◆ **Extrait du texte**
:::

26 Des experts orthodoxes expliquèrent aux Européens que la solution à leurs problèmes économiques reposait sur la production d’une insécurité professionnelle croissante et sur l’amenuisement de l’État-providence. Les Européens finirent par obéir plus ou moins à ces injonctions, mais n’obtinrent que peu de résultats. Personne ne leur avait dit que ces travailleurs précaires devaient pouvoir s’endetter sans garantie pour stimuler leurs dépenses de consommation.

27 Du côté des pays anglo-saxons, les politiques publiques anti-inflationnistes favorisèrent davantage le modèle. Celles-ci pèsent sur les prix des biens et services, qui perdent de leur valeur quand ils sont consommés. Les producteurs de l’industrie alimentaire et de biens matériels et les prestataires du secteur tertiaire tels que les restaurants ou les centres de soins sont confrontés à un contexte hostile à une augmentation des prix. Ce n’est pas le cas pour les actifs financiers qui ne perdent pas leur valeur de cette façon, à savoir les biens immobiliers, les avoirs financiers ou encore certains objets d’art. En effet, pour ces types de biens, une hausse des prix entraîne une hausse simultanée de leur valeur et ne contribue pas à l’inflation. Ainsi, bien que cela fût perçu comme une manipulation politique, la suppression par le gouvernement britannique des remboursements de prêts hypothécaires, mais non des loyers, sur la base de l’indice des prix, était techniquement pertinente. Les actifs et les revenus dérivés de ceux-ci ont été épargnés par les politiques néolibérales anti-inflationnistes. Tout ce qui pouvait être transposé depuis un prix ou un salaire dérivé de la vente de biens et services ordinaires en base d’actifs a donc connu de très bons résultats. Cela s’appliquait aux parts de salaires payées en options d’achat d’actions et aux dépenses financées par des prêts hypothécaires prolongés, mais pas aux salaires à proprement parler.

:::

◆ **Travail à faire**
[a] Les affirmations suivantes concordent-elles avec l'extrait du texte ? Répondez par oui ou par non à chacune, en citant mot pour mot le passage qui tranche. (i) En suivant les conseils des experts, les Européens ont obtenu de bons résultats. (ii) Pour les actifs financiers, une hausse des prix ne contribue pas à l'inflation. (iii) Le gouvernement britannique a retiré les loyers de l'indice des prix.
[b] Dans le listing, recopiez à l'identique les lignes en commençant par celle qui contient « Where can you find the shadow » et en vous arrêtant après celle qui contient « point(18, 552) ».

:::

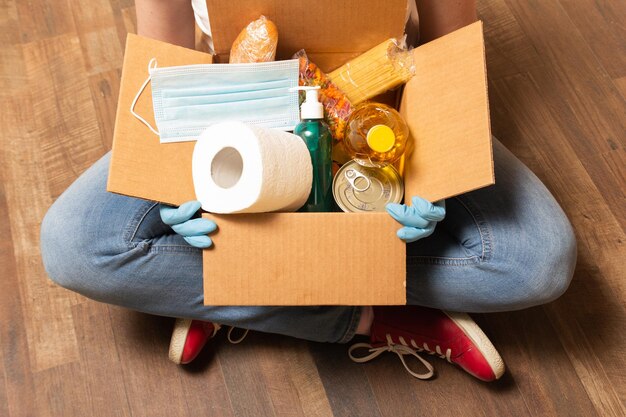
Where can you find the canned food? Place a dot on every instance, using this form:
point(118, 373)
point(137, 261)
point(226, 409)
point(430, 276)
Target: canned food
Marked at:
point(361, 189)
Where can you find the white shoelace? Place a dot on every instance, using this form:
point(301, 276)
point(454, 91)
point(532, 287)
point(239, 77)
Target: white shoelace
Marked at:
point(235, 341)
point(401, 350)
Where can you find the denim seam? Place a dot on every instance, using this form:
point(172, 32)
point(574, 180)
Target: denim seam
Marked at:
point(485, 238)
point(484, 229)
point(352, 325)
point(133, 227)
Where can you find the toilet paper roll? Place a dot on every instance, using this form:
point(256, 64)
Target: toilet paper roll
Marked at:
point(239, 168)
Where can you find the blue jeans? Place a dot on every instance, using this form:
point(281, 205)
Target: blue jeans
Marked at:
point(504, 247)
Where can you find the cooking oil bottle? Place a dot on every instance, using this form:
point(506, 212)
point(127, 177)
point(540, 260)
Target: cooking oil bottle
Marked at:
point(375, 135)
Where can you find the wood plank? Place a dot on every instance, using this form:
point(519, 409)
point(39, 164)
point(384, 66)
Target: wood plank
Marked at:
point(42, 19)
point(508, 51)
point(17, 382)
point(47, 318)
point(600, 238)
point(206, 393)
point(584, 328)
point(346, 384)
point(98, 34)
point(590, 114)
point(621, 85)
point(99, 361)
point(245, 380)
point(65, 116)
point(9, 25)
point(152, 383)
point(61, 391)
point(105, 88)
point(539, 365)
point(290, 377)
point(602, 24)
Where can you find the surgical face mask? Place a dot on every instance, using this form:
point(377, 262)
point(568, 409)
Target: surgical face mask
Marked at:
point(187, 99)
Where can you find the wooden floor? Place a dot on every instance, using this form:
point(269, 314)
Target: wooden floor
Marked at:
point(557, 71)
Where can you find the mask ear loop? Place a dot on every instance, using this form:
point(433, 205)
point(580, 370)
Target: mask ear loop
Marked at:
point(151, 65)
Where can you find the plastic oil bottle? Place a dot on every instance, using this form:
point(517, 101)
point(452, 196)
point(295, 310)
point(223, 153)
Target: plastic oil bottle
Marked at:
point(376, 135)
point(316, 134)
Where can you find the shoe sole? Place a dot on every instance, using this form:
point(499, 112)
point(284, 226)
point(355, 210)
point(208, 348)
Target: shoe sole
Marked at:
point(177, 342)
point(480, 339)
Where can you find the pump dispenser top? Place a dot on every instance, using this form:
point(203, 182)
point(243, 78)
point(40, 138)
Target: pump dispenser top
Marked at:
point(311, 108)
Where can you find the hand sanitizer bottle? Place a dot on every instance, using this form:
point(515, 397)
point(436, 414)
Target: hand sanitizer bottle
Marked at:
point(315, 133)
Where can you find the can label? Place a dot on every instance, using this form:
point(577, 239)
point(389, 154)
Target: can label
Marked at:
point(362, 189)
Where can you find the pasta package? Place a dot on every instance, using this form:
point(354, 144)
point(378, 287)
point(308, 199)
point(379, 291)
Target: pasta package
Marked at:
point(380, 69)
point(256, 43)
point(337, 107)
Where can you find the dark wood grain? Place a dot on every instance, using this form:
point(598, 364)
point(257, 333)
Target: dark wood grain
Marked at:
point(557, 88)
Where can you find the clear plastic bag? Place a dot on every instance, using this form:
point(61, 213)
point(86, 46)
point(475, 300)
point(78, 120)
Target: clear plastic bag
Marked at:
point(256, 43)
point(337, 107)
point(380, 69)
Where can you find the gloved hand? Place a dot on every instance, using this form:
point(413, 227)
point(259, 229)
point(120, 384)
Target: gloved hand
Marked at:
point(419, 220)
point(194, 231)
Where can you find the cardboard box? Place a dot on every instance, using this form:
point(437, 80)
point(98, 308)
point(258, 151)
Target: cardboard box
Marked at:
point(317, 258)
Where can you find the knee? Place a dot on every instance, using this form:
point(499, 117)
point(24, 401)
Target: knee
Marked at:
point(548, 265)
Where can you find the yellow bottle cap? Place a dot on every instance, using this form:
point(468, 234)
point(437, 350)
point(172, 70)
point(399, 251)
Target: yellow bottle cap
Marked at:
point(381, 138)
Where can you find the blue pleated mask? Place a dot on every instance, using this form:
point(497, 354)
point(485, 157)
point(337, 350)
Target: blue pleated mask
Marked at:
point(188, 99)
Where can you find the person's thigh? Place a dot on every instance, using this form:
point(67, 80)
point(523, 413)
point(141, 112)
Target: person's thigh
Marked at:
point(503, 247)
point(116, 249)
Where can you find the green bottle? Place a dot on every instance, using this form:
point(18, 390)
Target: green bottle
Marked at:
point(315, 133)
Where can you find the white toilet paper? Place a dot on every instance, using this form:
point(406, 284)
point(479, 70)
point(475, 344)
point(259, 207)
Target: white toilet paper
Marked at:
point(239, 168)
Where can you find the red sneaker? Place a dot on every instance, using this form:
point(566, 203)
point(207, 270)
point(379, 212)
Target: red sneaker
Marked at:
point(188, 339)
point(455, 337)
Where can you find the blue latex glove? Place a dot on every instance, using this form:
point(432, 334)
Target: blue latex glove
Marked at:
point(194, 231)
point(419, 220)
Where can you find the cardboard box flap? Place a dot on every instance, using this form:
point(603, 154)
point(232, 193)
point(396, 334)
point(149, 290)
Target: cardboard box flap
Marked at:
point(324, 26)
point(447, 109)
point(140, 165)
point(305, 259)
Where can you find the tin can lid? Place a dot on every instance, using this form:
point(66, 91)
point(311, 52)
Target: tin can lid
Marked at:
point(362, 189)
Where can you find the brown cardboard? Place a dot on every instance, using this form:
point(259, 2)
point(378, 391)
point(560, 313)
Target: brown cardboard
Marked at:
point(447, 110)
point(257, 257)
point(140, 165)
point(305, 259)
point(330, 31)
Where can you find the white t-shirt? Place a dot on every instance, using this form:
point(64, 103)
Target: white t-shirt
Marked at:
point(202, 20)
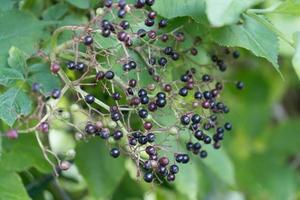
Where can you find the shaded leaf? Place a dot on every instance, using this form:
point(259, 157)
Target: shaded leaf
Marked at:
point(17, 60)
point(83, 4)
point(250, 35)
point(24, 32)
point(55, 12)
point(8, 76)
point(169, 9)
point(22, 154)
point(296, 58)
point(225, 12)
point(11, 186)
point(102, 173)
point(13, 103)
point(289, 7)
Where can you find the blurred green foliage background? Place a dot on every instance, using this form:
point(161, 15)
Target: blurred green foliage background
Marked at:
point(260, 160)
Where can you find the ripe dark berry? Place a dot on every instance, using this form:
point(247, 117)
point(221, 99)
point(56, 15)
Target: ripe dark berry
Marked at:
point(141, 33)
point(89, 99)
point(106, 33)
point(44, 127)
point(126, 67)
point(148, 177)
point(147, 165)
point(90, 129)
point(55, 68)
point(149, 22)
point(152, 61)
point(163, 161)
point(71, 65)
point(109, 75)
point(179, 158)
point(121, 13)
point(240, 85)
point(168, 50)
point(116, 96)
point(152, 106)
point(152, 34)
point(124, 24)
point(189, 146)
point(198, 95)
point(115, 152)
point(100, 75)
point(194, 51)
point(12, 134)
point(207, 95)
point(148, 125)
point(80, 66)
point(185, 158)
point(143, 139)
point(140, 3)
point(175, 56)
point(199, 134)
point(104, 133)
point(207, 139)
point(164, 37)
point(143, 113)
point(183, 92)
point(88, 40)
point(171, 177)
point(150, 2)
point(150, 150)
point(151, 15)
point(163, 23)
point(132, 141)
point(161, 102)
point(151, 137)
point(122, 36)
point(144, 99)
point(196, 119)
point(116, 116)
point(118, 135)
point(132, 83)
point(55, 93)
point(161, 95)
point(228, 126)
point(162, 61)
point(108, 3)
point(203, 154)
point(185, 120)
point(142, 92)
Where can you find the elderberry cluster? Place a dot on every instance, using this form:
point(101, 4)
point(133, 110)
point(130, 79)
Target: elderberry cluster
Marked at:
point(193, 96)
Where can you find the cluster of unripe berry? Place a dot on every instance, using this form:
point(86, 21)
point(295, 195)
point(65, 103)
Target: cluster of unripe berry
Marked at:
point(194, 97)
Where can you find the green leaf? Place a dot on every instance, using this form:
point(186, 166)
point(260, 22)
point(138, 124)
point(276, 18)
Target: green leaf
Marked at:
point(251, 35)
point(8, 76)
point(55, 12)
point(296, 58)
point(11, 186)
point(13, 103)
point(220, 164)
point(22, 154)
point(170, 9)
point(101, 172)
point(226, 12)
point(41, 74)
point(83, 4)
point(289, 7)
point(17, 59)
point(19, 29)
point(7, 5)
point(187, 182)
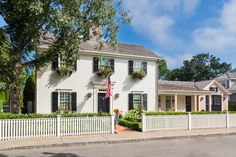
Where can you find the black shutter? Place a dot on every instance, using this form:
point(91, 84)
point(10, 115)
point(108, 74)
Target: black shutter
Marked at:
point(131, 101)
point(145, 101)
point(112, 65)
point(130, 67)
point(95, 64)
point(144, 67)
point(73, 101)
point(55, 62)
point(54, 101)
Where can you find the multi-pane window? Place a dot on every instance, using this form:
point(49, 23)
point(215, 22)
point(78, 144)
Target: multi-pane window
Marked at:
point(62, 61)
point(137, 66)
point(170, 100)
point(64, 100)
point(137, 100)
point(105, 62)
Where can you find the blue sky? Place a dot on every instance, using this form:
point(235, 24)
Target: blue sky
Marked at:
point(179, 29)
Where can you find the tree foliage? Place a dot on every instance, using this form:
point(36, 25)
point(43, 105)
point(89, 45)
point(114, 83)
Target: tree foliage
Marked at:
point(201, 67)
point(68, 21)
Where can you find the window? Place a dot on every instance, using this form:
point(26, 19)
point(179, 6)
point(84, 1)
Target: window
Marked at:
point(64, 100)
point(62, 61)
point(137, 100)
point(105, 62)
point(170, 100)
point(137, 66)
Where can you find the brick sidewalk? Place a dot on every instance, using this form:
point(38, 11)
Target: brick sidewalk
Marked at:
point(122, 137)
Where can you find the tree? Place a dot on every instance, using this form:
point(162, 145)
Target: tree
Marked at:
point(201, 67)
point(164, 72)
point(68, 21)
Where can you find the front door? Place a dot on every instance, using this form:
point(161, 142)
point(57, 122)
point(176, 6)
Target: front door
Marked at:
point(216, 103)
point(188, 104)
point(103, 104)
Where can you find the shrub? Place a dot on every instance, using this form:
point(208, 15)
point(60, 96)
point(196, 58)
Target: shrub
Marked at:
point(132, 125)
point(138, 75)
point(232, 107)
point(134, 115)
point(166, 113)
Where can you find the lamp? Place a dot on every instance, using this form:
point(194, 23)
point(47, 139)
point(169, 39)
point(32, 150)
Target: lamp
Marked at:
point(117, 95)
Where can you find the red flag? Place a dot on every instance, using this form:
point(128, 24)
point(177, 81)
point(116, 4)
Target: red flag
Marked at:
point(108, 88)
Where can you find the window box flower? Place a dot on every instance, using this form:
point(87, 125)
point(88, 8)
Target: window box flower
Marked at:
point(64, 71)
point(138, 75)
point(104, 72)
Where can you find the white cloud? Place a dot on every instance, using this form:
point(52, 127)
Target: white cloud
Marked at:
point(155, 18)
point(177, 60)
point(221, 37)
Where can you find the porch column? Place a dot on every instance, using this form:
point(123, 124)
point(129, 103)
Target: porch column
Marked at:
point(210, 102)
point(195, 103)
point(176, 102)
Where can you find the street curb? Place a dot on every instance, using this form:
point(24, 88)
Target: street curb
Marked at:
point(67, 144)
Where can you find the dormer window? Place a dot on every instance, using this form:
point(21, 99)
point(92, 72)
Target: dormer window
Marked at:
point(137, 69)
point(103, 66)
point(59, 65)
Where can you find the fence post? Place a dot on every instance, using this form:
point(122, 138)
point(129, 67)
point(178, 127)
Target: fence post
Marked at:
point(144, 126)
point(112, 123)
point(189, 121)
point(227, 119)
point(0, 130)
point(58, 125)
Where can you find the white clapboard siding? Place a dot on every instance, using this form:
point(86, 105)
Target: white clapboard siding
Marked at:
point(11, 129)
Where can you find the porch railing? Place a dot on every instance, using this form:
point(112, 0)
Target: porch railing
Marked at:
point(11, 129)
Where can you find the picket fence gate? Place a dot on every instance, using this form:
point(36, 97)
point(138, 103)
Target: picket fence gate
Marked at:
point(11, 129)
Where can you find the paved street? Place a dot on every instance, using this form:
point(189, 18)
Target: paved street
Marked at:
point(222, 146)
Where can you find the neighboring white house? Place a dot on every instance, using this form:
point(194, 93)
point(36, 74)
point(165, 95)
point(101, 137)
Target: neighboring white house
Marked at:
point(192, 96)
point(84, 90)
point(228, 80)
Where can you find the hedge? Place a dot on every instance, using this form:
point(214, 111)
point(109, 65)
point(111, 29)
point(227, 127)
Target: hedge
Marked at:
point(166, 113)
point(185, 113)
point(132, 125)
point(52, 115)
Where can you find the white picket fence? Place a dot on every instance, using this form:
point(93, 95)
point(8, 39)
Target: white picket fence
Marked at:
point(11, 129)
point(190, 121)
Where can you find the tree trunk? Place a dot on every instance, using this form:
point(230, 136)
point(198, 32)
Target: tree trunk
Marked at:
point(15, 95)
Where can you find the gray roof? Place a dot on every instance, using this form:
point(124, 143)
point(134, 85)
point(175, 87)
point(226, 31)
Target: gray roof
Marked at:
point(227, 76)
point(177, 85)
point(122, 48)
point(202, 84)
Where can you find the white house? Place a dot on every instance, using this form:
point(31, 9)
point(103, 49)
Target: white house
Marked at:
point(207, 95)
point(84, 90)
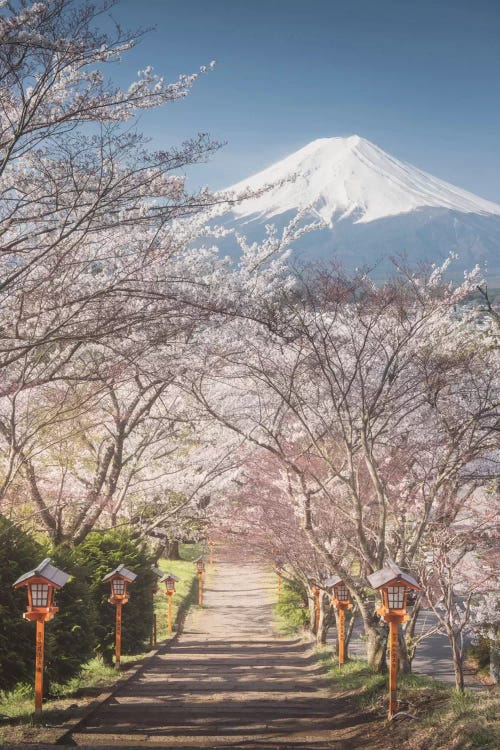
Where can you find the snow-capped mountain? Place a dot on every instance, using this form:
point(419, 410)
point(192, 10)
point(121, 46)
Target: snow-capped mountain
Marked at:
point(374, 207)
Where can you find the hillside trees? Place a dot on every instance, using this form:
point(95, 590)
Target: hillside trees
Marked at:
point(100, 290)
point(373, 402)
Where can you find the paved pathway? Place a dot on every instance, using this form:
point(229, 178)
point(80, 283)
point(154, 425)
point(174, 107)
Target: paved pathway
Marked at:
point(230, 682)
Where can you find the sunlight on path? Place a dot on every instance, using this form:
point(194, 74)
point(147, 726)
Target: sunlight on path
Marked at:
point(229, 681)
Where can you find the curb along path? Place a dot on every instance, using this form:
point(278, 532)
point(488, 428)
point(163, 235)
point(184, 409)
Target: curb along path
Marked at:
point(228, 681)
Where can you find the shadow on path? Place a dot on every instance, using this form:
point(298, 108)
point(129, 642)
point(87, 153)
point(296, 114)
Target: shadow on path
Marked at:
point(229, 682)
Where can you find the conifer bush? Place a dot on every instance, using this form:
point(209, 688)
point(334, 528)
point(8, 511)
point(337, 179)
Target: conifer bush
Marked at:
point(18, 554)
point(100, 553)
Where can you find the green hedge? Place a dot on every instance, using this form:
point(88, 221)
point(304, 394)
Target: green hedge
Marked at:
point(85, 623)
point(100, 553)
point(18, 552)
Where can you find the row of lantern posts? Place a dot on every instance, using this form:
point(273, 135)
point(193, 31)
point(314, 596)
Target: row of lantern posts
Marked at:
point(45, 580)
point(393, 585)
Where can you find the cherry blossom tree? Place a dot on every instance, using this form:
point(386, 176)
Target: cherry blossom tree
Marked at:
point(374, 400)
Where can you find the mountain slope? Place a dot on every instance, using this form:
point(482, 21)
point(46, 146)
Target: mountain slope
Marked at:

:::

◆ **Corrigé des exercices**
[a]
(i) Non : « Les Européens finirent par obéir plus ou moins à ces injonctions, mais n’obtinrent que peu de résultats. »
(ii) Oui : « une hausse des prix entraîne une hausse simultanée de leur valeur et ne contribue pas à l’inflation ».
(iii) Non : « la suppression par le gouvernement britannique des remboursements de prêts hypothécaires, mais non des loyers, sur la base de l’indice des prix ».

[b]
Where can you find the shadow on path? Place a dot on every instance, using this form:
point(298, 108)
point(129, 642)
point(87, 153)
point(296, 114)
Target: shadow on path
Marked at:
point(229, 682)
Where can you find the conifer bush? Place a dot on every instance, using this form:
point(209, 688)
point(334, 528)
point(8, 511)
point(337, 179)
Target: conifer bush
Marked at:
point(18, 554)
point(100, 553)
Where can you find the green hedge? Place a dot on every instance, using this form:
point(88, 221)
point(304, 394)
Target: green hedge
Marked at:
point(85, 623)
point(100, 553)
point(18, 552)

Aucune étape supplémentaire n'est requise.